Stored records
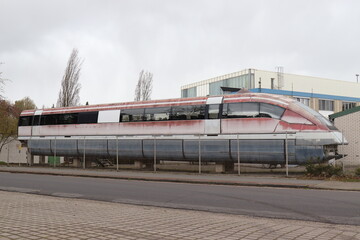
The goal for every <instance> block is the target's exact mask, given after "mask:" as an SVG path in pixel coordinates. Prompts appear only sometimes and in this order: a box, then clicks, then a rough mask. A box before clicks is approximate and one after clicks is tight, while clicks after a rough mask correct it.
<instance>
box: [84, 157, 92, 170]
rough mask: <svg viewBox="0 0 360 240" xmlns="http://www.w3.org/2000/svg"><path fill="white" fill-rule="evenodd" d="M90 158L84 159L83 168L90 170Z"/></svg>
mask: <svg viewBox="0 0 360 240" xmlns="http://www.w3.org/2000/svg"><path fill="white" fill-rule="evenodd" d="M91 162H92V161H91V158H89V157H87V158H86V159H85V168H90V167H91Z"/></svg>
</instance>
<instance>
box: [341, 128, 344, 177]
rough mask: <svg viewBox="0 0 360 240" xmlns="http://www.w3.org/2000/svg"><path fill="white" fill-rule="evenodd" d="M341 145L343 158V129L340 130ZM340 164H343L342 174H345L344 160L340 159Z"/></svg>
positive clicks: (342, 156) (343, 151) (343, 157)
mask: <svg viewBox="0 0 360 240" xmlns="http://www.w3.org/2000/svg"><path fill="white" fill-rule="evenodd" d="M341 145H342V149H341V150H342V154H341V155H342V158H344V152H345V150H344V130H341ZM341 162H342V165H343V174H345V164H344V160H342V161H341Z"/></svg>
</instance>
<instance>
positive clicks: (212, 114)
mask: <svg viewBox="0 0 360 240" xmlns="http://www.w3.org/2000/svg"><path fill="white" fill-rule="evenodd" d="M219 107H220V105H219V104H211V105H207V117H206V118H207V119H218V118H219Z"/></svg>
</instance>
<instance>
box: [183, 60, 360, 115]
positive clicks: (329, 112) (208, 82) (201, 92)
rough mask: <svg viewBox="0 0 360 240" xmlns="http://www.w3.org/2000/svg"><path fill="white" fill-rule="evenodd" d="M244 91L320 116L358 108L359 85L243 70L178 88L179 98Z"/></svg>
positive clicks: (217, 94)
mask: <svg viewBox="0 0 360 240" xmlns="http://www.w3.org/2000/svg"><path fill="white" fill-rule="evenodd" d="M242 88H247V89H249V90H250V91H252V92H263V93H272V94H278V95H286V96H289V97H293V98H295V99H297V100H298V101H299V102H302V103H304V104H305V105H307V106H309V107H311V108H313V109H314V110H316V111H318V112H320V113H321V114H322V115H324V116H328V115H330V114H333V113H337V112H340V111H344V110H347V109H351V108H353V107H356V106H359V105H360V95H359V93H360V84H359V83H356V82H348V81H340V80H332V79H326V78H319V77H311V76H302V75H296V74H289V73H284V71H283V68H282V67H278V68H277V71H263V70H257V69H245V70H242V71H239V72H234V73H230V74H226V75H222V76H218V77H214V78H210V79H207V80H203V81H199V82H195V83H192V84H188V85H185V86H182V87H181V97H198V96H213V95H223V94H229V93H233V92H236V91H238V90H239V89H242Z"/></svg>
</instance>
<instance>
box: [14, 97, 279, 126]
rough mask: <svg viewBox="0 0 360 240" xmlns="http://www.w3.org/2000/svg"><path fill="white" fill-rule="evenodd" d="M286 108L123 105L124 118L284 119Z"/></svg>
mask: <svg viewBox="0 0 360 240" xmlns="http://www.w3.org/2000/svg"><path fill="white" fill-rule="evenodd" d="M221 109H222V110H221ZM221 111H222V112H221ZM284 111H285V109H284V108H282V107H278V106H275V105H272V104H267V103H257V102H241V103H226V104H223V105H218V104H214V105H187V106H186V105H185V106H172V107H159V108H137V109H122V110H121V113H120V122H143V121H169V120H193V119H205V118H206V119H219V118H220V117H221V118H259V117H260V118H275V119H280V118H281V116H282V114H283V113H284ZM219 112H221V114H219ZM98 115H99V112H81V113H66V114H49V115H41V116H40V115H36V116H34V117H33V116H23V117H20V119H19V126H32V125H34V126H37V125H66V124H87V123H97V121H98ZM219 115H221V116H219Z"/></svg>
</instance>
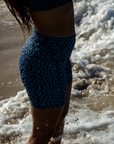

• [Exercise] Copy out each line in the material above that contains the string "positive", treating uppercase and lowercase as different.

• [Solution to the problem]
positive clicks: (342, 156) (343, 151) (343, 157)
positive clicks: (212, 114)
positive clicks: (329, 112) (208, 82) (201, 92)
positive clicks: (217, 94)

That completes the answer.